— Begin Recorded information —

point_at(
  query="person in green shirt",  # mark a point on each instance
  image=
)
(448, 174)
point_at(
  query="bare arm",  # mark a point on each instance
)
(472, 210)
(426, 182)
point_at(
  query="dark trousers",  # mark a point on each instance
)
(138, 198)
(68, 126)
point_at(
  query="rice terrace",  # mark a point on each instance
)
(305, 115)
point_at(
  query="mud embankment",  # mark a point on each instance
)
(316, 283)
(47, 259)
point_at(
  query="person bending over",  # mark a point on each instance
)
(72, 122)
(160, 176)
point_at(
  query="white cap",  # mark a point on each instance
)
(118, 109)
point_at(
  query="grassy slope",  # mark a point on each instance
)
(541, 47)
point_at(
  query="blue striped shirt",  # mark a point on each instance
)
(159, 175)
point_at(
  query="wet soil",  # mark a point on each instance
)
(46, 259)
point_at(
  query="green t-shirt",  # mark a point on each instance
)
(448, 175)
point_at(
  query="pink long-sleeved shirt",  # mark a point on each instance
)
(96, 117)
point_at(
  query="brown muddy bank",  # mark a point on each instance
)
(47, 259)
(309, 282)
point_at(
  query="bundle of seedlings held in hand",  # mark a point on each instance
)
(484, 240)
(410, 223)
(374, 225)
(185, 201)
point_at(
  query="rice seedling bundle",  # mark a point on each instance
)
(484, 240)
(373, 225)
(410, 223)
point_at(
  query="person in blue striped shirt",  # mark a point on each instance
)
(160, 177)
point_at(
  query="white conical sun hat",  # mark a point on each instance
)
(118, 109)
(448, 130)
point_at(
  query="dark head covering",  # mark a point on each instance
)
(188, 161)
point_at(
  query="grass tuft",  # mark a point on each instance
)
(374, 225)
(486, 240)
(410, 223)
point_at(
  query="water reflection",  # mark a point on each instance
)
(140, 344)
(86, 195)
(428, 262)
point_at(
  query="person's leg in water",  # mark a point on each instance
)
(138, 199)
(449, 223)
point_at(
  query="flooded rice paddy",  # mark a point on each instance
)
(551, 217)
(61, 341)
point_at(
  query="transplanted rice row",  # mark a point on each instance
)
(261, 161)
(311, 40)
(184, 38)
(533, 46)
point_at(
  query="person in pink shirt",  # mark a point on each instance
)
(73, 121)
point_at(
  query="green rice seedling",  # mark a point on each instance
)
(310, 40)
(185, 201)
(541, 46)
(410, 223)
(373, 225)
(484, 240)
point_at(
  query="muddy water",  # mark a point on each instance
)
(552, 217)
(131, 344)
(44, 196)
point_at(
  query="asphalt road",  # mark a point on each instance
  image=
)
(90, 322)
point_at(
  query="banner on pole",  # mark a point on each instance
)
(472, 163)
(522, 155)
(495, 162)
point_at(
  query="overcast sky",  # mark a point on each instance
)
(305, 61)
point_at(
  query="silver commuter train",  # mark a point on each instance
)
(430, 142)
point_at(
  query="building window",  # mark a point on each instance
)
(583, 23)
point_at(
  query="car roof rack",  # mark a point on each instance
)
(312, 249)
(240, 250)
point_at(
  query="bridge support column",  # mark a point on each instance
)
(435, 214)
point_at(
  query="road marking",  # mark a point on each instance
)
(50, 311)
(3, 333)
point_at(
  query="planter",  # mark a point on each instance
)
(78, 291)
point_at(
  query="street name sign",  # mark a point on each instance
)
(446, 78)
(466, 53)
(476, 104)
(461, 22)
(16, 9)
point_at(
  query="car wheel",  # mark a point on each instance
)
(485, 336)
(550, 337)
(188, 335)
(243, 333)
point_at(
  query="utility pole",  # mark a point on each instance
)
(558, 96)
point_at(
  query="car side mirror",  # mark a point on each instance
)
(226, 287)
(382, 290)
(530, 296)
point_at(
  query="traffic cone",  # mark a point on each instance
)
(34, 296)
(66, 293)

— End Recorded information —

→ Challenge:
Write out the whole listing again. Match it word for word.

→ Exercise answer:
point_at(
  query="person in green shirt",  # mark a point on each instance
  image=
)
(448, 174)
point_at(
  query="bare arm",  # mark a point on each instance
)
(472, 210)
(426, 182)
point_at(
  query="dark trousers",  # mark a point on each instance
)
(138, 198)
(68, 126)
point_at(
  query="rice terrace",  # mark a point on each instance
)
(305, 115)
point_at(
  query="mud embankment",  # mark a point on each instance
)
(316, 283)
(47, 259)
point_at(
  query="person bending over",  # mark a point on each instance
)
(72, 122)
(160, 176)
point_at(
  query="white cap",  # mark a point on each instance
)
(118, 109)
point_at(
  query="grassy slope",  # mark a point on each instance
)
(541, 47)
point_at(
  query="blue striped shirt",  # mark a point on each instance
)
(159, 175)
point_at(
  query="wet soil",  # mark a point on each instance
)
(46, 259)
point_at(
  query="green t-shirt",  # mark a point on each instance
)
(448, 175)
point_at(
  query="pink long-sleeved shirt",  # mark a point on each instance
)
(96, 117)
point_at(
  query="brown muddy bank",  # mark a point on each instance
)
(47, 259)
(309, 282)
point_at(
  query="bundle of seedlings held in hand",  # mark a point on each instance
)
(484, 240)
(410, 223)
(374, 225)
(185, 201)
point_at(
  query="rice seedling bundle",  # mark a point on each instance
)
(484, 240)
(373, 225)
(410, 223)
point_at(
  query="person in blue striped shirt",  # mark a point on each instance
)
(160, 177)
point_at(
  query="white conical sun hat",  # mark a point on each instance
)
(118, 109)
(448, 130)
point_at(
  query="dark head covering",  # mark a point on each instance
)
(188, 161)
point_at(
  query="grass tuft",  # mark a point on each instance
)
(374, 225)
(486, 240)
(410, 223)
point_at(
  query="water reflection",  # mark a point on each instance
)
(140, 344)
(86, 195)
(428, 262)
point_at(
  query="person's leg in water",  # mark a point on each instance
)
(138, 199)
(449, 223)
point_at(
  query="flooded rice paddy",  # mark a point on each instance
)
(551, 217)
(61, 341)
point_at(
  query="transplanted rice row",  # mark a point on each instance
)
(261, 161)
(311, 40)
(184, 38)
(533, 46)
point_at(
  query="person in pink shirt",  # mark a point on each instance
)
(73, 121)
point_at(
  query="green rice seedling",  # mark a point on each instance
)
(310, 40)
(185, 201)
(541, 46)
(410, 223)
(373, 225)
(484, 240)
point_at(
  query="muddy water",  # mark a point on each instance
)
(552, 217)
(131, 344)
(44, 196)
point_at(
  query="asphalt road",  # mark a point on each instance
  image=
)
(90, 322)
point_at(
  query="banner on pole",  # mark a point on each instance
)
(472, 163)
(522, 155)
(495, 162)
point_at(
  query="overcast sky",  # mark a point on each instance
)
(305, 61)
point_at(
  query="silver commuter train",  # mark a point on each instance
)
(430, 142)
point_at(
  query="building window",  # mark a point on each instance
)
(583, 23)
point_at(
  query="car roof rack",  # mark a point on each instance
)
(312, 249)
(240, 250)
point_at(
  query="bridge support column",  # mark a point on each instance
)
(435, 214)
point_at(
  query="road marking",  # mark a point on each instance
)
(50, 311)
(3, 333)
point_at(
  query="planter",  # mark a point on each instance
)
(78, 291)
point_at(
  query="street name sign",  # mark a point on each instance
)
(446, 78)
(466, 53)
(476, 104)
(461, 22)
(16, 9)
point_at(
  query="car wheel",  # mark a point on each instance
)
(485, 336)
(550, 337)
(188, 335)
(243, 333)
point_at(
  query="utility pole",  # mark a point on each instance
)
(558, 96)
point_at(
  query="car side mirror",  # mark a point on each instance
)
(226, 287)
(382, 290)
(530, 296)
point_at(
  query="traffic cone",  # mark a point on each instance
)
(34, 296)
(66, 293)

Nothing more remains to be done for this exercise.